### Supplied information
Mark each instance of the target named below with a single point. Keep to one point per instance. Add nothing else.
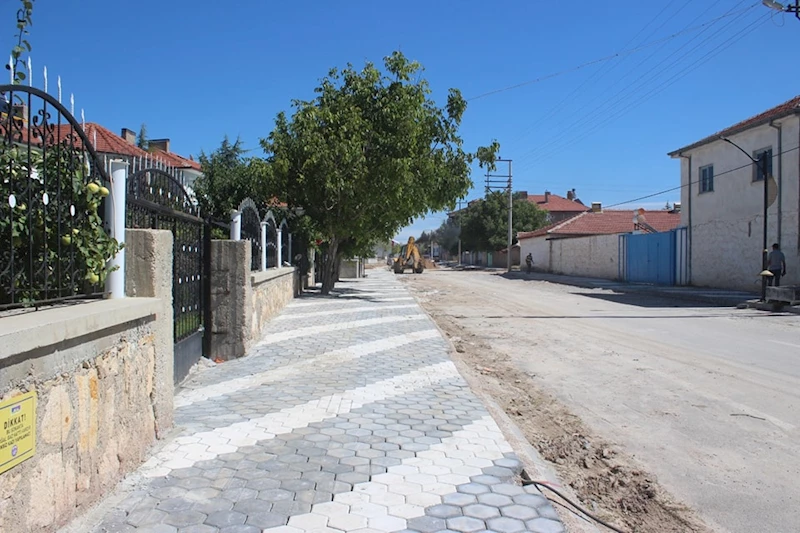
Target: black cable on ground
(575, 505)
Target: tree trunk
(329, 261)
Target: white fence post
(236, 225)
(263, 246)
(115, 215)
(279, 231)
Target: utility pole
(761, 164)
(503, 182)
(459, 232)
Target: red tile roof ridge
(781, 110)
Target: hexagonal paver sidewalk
(348, 415)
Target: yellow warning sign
(17, 430)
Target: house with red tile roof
(588, 244)
(558, 207)
(722, 194)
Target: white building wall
(596, 256)
(726, 225)
(539, 248)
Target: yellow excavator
(409, 257)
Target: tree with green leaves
(447, 235)
(228, 178)
(371, 152)
(24, 20)
(141, 140)
(484, 225)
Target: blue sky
(197, 70)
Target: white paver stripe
(340, 311)
(335, 357)
(405, 490)
(314, 330)
(185, 451)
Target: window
(757, 173)
(707, 179)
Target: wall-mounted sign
(17, 430)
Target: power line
(595, 61)
(681, 186)
(602, 71)
(658, 90)
(612, 104)
(583, 117)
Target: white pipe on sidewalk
(115, 217)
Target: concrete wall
(726, 225)
(98, 371)
(596, 256)
(351, 268)
(241, 300)
(270, 292)
(539, 248)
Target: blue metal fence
(654, 258)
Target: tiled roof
(103, 139)
(556, 204)
(177, 161)
(789, 107)
(606, 223)
(107, 142)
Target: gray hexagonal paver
(267, 520)
(545, 525)
(443, 511)
(226, 518)
(494, 499)
(520, 512)
(473, 488)
(459, 498)
(482, 511)
(466, 524)
(185, 518)
(426, 524)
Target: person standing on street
(777, 265)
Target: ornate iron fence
(286, 240)
(272, 240)
(52, 198)
(251, 231)
(156, 200)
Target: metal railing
(53, 190)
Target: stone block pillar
(148, 274)
(231, 309)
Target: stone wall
(271, 291)
(596, 256)
(241, 300)
(99, 370)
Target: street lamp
(777, 6)
(762, 165)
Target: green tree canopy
(485, 223)
(371, 152)
(447, 235)
(141, 140)
(228, 178)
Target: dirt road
(630, 395)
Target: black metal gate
(156, 200)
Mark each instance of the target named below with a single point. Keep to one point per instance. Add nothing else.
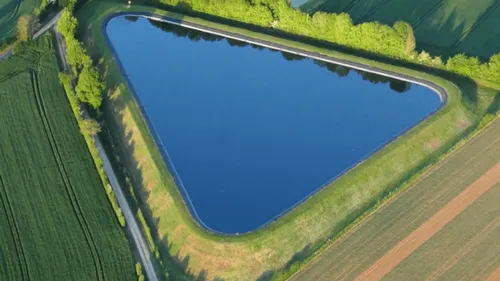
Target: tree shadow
(123, 147)
(450, 29)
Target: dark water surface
(249, 132)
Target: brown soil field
(444, 227)
(418, 237)
(495, 276)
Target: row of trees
(397, 41)
(89, 87)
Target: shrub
(24, 28)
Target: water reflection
(341, 71)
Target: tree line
(89, 85)
(396, 41)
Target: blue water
(250, 133)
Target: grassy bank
(56, 221)
(442, 27)
(185, 246)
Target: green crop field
(443, 27)
(10, 10)
(185, 247)
(56, 221)
(465, 249)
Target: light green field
(10, 10)
(465, 249)
(444, 27)
(56, 221)
(186, 247)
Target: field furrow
(64, 175)
(443, 27)
(64, 220)
(380, 233)
(14, 231)
(477, 24)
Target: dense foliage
(397, 41)
(89, 86)
(56, 221)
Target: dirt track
(418, 237)
(495, 275)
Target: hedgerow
(397, 41)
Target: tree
(494, 68)
(24, 28)
(90, 127)
(90, 87)
(411, 42)
(67, 24)
(76, 54)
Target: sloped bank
(298, 233)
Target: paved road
(47, 26)
(39, 33)
(284, 48)
(140, 242)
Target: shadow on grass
(123, 147)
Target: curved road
(141, 244)
(284, 48)
(39, 33)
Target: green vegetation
(443, 27)
(56, 221)
(89, 87)
(24, 28)
(393, 41)
(395, 221)
(10, 11)
(276, 251)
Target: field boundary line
(141, 244)
(14, 230)
(399, 192)
(494, 276)
(424, 17)
(478, 23)
(431, 227)
(65, 178)
(438, 197)
(374, 9)
(464, 250)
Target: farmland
(443, 27)
(10, 10)
(463, 249)
(57, 223)
(185, 247)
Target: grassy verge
(186, 247)
(57, 223)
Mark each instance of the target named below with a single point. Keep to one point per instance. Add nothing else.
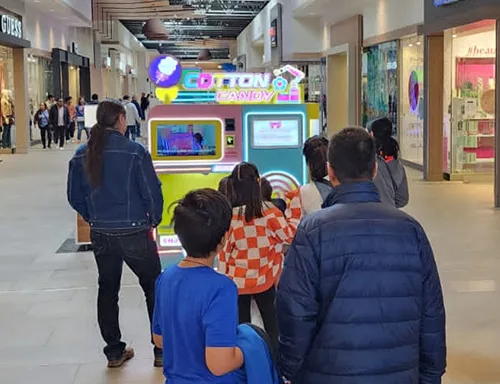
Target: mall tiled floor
(48, 332)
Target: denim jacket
(129, 195)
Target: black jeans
(59, 135)
(46, 136)
(266, 303)
(111, 249)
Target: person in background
(391, 180)
(267, 195)
(360, 299)
(80, 120)
(224, 188)
(94, 99)
(59, 119)
(253, 254)
(132, 118)
(309, 198)
(196, 310)
(141, 115)
(41, 120)
(50, 102)
(112, 184)
(70, 132)
(144, 104)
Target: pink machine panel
(231, 116)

### Exercise
Once the line with "Target: blue water" is found, write out that line and every later line of the listing above exactly, through the last one, and skip any pictures.

### Exercise response
Target: blue water
(250, 133)
Target: grassy bank
(56, 221)
(442, 27)
(185, 246)
Target: green crop field
(443, 27)
(10, 10)
(185, 247)
(56, 221)
(465, 249)
Target: light green field
(10, 10)
(465, 249)
(444, 27)
(56, 221)
(186, 247)
Target: field furrow
(64, 175)
(443, 27)
(64, 220)
(380, 233)
(14, 231)
(477, 24)
Target: dense foliage
(397, 41)
(89, 86)
(56, 221)
Target: dirt track
(418, 237)
(495, 275)
Target: hedgerow
(397, 41)
Target: tree
(494, 68)
(24, 28)
(90, 127)
(90, 87)
(411, 42)
(67, 24)
(76, 54)
Target: sloped bank
(298, 233)
Target: paved road
(47, 26)
(39, 33)
(284, 48)
(140, 242)
Target: shadow on grass
(123, 147)
Target: curved road
(141, 244)
(284, 48)
(39, 33)
Target: green vegetation
(443, 27)
(56, 221)
(89, 87)
(24, 28)
(393, 41)
(395, 221)
(10, 11)
(276, 251)
Target: field boundary line
(141, 244)
(14, 230)
(399, 192)
(494, 276)
(424, 17)
(478, 23)
(431, 227)
(65, 178)
(438, 197)
(374, 9)
(464, 250)
Target: farmland
(443, 27)
(10, 10)
(463, 249)
(57, 223)
(185, 247)
Target: grassy verge
(186, 247)
(57, 223)
Mark each instance of the target named below with a single point. Keep to one point per instance. Add nothing else.
Target: mall tiled floor
(48, 332)
Target: denim jacket
(129, 195)
Target: black jeans
(59, 135)
(46, 136)
(266, 303)
(111, 249)
Target: person in background
(391, 180)
(267, 195)
(360, 299)
(80, 120)
(224, 188)
(94, 99)
(59, 119)
(253, 254)
(132, 118)
(309, 198)
(196, 310)
(141, 115)
(41, 120)
(50, 102)
(112, 184)
(70, 132)
(144, 104)
Target: pink machine panel
(231, 116)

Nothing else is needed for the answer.